● CONSIGNE A: D'après le texte sur la protéine Nogo-A, dans quel tissu des patients souffrant de SLA les équipes ont-elles retrouvé des taux anormalement élevés de cette protéine ?
● CONSIGNE B: Résumez en deux phrases le texte sur la protéine Nogo-A et la SLA.
● CONSIGNE C: Poursuivez le texte sur l'essai ciblant la protéine Nogo-A à partir de l'endroit où il s'arrête.

==== TEXTE D'ÉTUDE ====

L’ESSAI thérapeutique fait suite aux travaux fondamentaux réalisés par les équipes du Dr Pierre-François Pradat et du Dr Jean-Philippe Loeffler (Inserm U692, Strasbourg). « La protéine Nogo-A est le plus puissant inhibiteur de la croissance axonale connu à ce jour », explique au «Quotidien» le Dr Pierre-François Pradat. Cette protéine est exprimée à l’état normal dans le système nerveux. Les équipes ont montré que l’on retrouvait des taux anormalement élevés de cette protéine Nogo-A dans les muscles de patients souffrant de SLA. L’excès de cette protéine, qui inhibe la croissance axonale, pourrait ainsi constituer un obstacle aux mécanismes naturels de ré-innervation visant à compenser la perte des axones moteurs. En effet, les motoneurones ne dégénèrent pas tous de façon équivalente et il demeure une population de motoneurones sains, non atteints. Ceux-ci peuvent envoyer des prolongements pour recoloniser les fibres musculaires dénervées. En bloquant la protéine Nogo-A qui inhibe la croissance axonale, il serait ainsi possible de favoriser ce mécanisme de ré-innervation et donc d’améliorer, ou au moins de ralentir, le déclin de la fonction motrice.
Un anticorps monoclonal humanisé.
Or, Les laboratoires GSK ont mis au point un anticorps monoclonal humanisé. Il a fait l’objet d’une étude de phase I/IIa dont l’objectif primaire n’était pas encore d’évaluer l’efficacité thérapeutique, mais de déterminer s’il y existe un risque d’effets secondaires. Cet essai international, conduit sous la responsabilité du Pr Vincent Meininger (hôpital de la Pitié-Salpêtrière, Paris), a été réalisé en France au Centre d’Investigation Clinique de l’Institut Cerveau Moelle (CIC-9503, INSERM/APHP/ICM, hôpital de la Pitié-Salpêtrière, Paris). « Cette structure de recherche clinique spécialisée en Neurosciences, coordonnée par le Dr Jean-Christophe Corvol, travaille en étroite collaboration avec les neurologues et les laboratoires de recherche fondamentale du site. Le projet présent était plus particulièrement suivi par le Docteur Lenglet, Neurologue, lui-même spécialisé dans la SLA », poursuit le Dr Pradat.

==== DONNÉES ====

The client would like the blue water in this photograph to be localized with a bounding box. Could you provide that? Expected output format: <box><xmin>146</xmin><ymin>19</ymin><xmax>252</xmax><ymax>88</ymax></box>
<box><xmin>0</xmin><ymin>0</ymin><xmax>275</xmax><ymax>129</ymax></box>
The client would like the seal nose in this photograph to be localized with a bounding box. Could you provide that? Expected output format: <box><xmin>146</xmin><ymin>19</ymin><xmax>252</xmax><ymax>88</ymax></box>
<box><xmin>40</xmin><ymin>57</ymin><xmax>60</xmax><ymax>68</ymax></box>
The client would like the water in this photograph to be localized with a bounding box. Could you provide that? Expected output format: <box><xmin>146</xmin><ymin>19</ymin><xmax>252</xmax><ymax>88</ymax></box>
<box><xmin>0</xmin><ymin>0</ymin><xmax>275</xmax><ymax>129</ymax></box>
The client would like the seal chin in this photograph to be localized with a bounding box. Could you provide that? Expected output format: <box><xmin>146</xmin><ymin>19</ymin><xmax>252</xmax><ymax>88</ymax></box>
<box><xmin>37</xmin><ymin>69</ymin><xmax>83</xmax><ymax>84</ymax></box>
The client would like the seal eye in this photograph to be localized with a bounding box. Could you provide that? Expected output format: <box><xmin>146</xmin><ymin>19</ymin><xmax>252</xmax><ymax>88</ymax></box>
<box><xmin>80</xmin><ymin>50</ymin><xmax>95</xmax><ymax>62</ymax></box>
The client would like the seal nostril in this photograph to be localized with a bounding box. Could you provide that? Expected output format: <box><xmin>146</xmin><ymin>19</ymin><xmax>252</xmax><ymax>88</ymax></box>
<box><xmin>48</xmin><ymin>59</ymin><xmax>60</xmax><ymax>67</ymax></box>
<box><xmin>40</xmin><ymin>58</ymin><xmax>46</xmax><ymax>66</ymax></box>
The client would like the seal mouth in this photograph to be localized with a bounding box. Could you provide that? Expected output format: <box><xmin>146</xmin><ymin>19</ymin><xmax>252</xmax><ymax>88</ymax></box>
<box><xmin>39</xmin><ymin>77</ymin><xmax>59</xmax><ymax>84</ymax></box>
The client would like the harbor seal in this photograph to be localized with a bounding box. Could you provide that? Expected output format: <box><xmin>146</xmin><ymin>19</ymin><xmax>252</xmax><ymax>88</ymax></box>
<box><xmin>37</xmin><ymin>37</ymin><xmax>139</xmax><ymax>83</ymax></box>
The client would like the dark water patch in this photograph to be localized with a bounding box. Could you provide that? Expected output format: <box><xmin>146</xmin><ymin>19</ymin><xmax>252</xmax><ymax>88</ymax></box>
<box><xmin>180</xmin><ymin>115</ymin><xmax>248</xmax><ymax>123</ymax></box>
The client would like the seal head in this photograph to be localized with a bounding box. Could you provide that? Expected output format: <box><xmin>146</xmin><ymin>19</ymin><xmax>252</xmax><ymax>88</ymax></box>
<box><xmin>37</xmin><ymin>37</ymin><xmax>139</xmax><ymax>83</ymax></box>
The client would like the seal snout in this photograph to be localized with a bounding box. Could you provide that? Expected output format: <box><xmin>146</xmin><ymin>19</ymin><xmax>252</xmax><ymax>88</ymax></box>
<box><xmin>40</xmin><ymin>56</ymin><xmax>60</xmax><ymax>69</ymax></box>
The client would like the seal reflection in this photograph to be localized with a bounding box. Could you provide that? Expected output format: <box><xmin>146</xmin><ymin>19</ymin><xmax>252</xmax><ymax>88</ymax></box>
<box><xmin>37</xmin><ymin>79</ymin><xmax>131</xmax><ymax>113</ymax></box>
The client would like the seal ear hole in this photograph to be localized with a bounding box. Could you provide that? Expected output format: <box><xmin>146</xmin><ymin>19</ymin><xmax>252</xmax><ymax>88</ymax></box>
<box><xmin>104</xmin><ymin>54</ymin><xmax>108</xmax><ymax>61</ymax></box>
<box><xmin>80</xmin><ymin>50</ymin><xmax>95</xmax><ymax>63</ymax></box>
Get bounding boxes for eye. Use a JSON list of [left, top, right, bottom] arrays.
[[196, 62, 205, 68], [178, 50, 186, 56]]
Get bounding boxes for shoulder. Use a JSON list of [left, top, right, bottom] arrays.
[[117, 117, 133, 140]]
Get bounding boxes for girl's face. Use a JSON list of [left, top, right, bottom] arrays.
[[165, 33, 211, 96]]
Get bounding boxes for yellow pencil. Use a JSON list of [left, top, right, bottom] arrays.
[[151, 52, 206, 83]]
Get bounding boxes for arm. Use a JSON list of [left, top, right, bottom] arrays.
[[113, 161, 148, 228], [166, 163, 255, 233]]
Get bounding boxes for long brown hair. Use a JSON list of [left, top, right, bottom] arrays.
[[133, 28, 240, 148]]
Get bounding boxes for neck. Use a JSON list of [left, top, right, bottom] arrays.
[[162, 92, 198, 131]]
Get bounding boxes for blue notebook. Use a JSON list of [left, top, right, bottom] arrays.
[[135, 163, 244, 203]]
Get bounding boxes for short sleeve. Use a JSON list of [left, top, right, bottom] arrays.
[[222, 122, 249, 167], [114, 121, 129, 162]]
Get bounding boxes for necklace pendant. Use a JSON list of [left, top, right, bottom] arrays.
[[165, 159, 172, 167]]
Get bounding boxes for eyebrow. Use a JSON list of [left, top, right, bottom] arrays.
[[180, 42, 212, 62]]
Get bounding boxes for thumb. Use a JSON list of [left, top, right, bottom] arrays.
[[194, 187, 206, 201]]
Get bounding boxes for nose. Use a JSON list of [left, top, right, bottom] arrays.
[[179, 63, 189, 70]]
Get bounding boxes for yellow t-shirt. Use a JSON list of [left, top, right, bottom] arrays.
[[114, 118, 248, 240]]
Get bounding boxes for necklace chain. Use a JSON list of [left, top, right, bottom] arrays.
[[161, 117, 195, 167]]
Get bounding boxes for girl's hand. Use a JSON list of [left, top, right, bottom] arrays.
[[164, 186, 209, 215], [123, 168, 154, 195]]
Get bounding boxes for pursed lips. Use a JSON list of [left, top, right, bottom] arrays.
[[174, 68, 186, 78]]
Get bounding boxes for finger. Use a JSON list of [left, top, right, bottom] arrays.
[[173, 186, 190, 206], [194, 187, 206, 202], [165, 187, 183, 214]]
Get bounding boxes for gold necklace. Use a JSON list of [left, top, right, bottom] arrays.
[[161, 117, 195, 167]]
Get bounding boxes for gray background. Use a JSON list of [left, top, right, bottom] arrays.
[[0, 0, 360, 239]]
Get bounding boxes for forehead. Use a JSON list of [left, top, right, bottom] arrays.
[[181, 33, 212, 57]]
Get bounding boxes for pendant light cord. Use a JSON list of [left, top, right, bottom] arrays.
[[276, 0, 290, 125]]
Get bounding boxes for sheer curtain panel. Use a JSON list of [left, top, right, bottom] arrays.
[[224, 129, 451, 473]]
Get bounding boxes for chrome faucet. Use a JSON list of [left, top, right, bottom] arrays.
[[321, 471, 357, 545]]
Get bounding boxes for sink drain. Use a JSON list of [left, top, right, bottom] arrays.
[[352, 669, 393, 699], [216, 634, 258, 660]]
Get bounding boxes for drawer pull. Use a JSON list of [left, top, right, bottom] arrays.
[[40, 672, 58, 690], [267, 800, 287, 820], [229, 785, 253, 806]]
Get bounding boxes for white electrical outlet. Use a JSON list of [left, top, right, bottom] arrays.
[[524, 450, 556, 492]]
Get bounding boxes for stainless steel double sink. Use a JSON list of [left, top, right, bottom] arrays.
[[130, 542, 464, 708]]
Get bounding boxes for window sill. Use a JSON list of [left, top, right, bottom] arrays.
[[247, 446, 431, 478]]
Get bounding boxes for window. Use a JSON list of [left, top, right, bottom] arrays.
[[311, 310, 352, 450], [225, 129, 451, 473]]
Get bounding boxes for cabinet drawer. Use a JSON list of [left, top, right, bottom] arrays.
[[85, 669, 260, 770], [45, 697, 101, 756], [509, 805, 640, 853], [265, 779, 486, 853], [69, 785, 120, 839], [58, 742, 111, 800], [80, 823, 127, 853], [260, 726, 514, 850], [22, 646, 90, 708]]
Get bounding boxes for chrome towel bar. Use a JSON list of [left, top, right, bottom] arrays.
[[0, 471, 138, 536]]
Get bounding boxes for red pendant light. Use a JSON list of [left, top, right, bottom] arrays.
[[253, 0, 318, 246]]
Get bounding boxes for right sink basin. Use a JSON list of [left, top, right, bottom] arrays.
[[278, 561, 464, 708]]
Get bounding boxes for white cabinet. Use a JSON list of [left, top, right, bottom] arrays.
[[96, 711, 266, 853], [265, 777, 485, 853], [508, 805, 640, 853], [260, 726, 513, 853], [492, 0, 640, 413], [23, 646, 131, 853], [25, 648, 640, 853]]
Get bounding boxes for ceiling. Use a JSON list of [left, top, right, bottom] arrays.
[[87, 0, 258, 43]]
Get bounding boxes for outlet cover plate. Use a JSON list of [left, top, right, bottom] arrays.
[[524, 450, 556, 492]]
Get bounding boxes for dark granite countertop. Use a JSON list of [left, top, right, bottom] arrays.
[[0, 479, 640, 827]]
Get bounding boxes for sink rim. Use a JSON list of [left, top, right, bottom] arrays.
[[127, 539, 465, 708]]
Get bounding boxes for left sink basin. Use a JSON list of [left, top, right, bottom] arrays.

====

● RÉPONSE RÉDIGÉE A: Dans les muscles des patients souffrant de SLA.

● RÉPONSE RÉDIGÉE B: Des équipes de recherche ont montré que les muscles de patients atteints de SLA présentent des taux anormalement élevés de la protéine Nogo-A, puissant inhibiteur de la croissance axonale, dont le blocage pourrait favoriser la ré-innervation par les motoneurones sains et améliorer, ou au moins ralentir, le déclin de la fonction motrice. Les laboratoires GSK ont mis au point un anticorps monoclonal humanisé, évalué dans un essai international de phase I/IIa dont l'objectif primaire était de déterminer s'il existe un risque d'effets secondaires.

● RÉPONSE RÉDIGÉE C:
L’étude a donc consisté à tester par voie intraveineuse des doses progressivement croissantes d’anticorps. Même aux doses les plus élevées, il n’a pas été observé d’effets secondaires importants. Un résultat important est que les patients qui avaient reçu les doses les plus élevées semblaient présenter une évolution clinique plus lente, jugée sur plusieurs paramètres : une échelle fonctionnelle de handicap moteur, l’évaluation de la force musculaire et la spirométrie respiratoire. Le nombre de patients qui avaient reçu cette dose était toutefois trop faible et la durée d’évaluation trop courte, pour permettre d’affirmer statistiquement qu’il existe une efficacité réelle du traitement.
Une biopsie musculaire avant et après.
Toutes les données de l’essai n’étaient d’autre part pas disponibles. Certains patients ont ainsi pu bénéficier d’une biopsie musculaire avant et après traitement. Chez ces patients il sera possible de mesurer jusqu’à quel degré les anticorps anti-Nogo-A se fixent bien sur leur cible présente à la surface des fibres musculaires. Et il sera possible de déterminer si le traitement améliore des paramètres biologiques traduisant l’état d’innervation du muscle, notamment en mesurant les modifications d’expression d’un très grand nombre de gènes par une approche de transcriptomique. Ce type de démarche novatrice, utilisant le domaine très en pointe des biomarqueurs, permettra d’optimiser au mieux l’essai international qui devrait être conduit en 2012. Il aura pour but d’évaluer l’efficacité du traitement.
Référence : Pradat PF, Corse A, Shefner J, Rothstein JD, Leigh PN et al. A First-Time-in-Human study in ALS patients with the anti-Nogo-A monoclonal antibody GSK1223249. Preliminary results. Oral presentation. 22nd international symposium on ALS/MND. Sydney, Australia, 30 Nov-2 Dec 2011.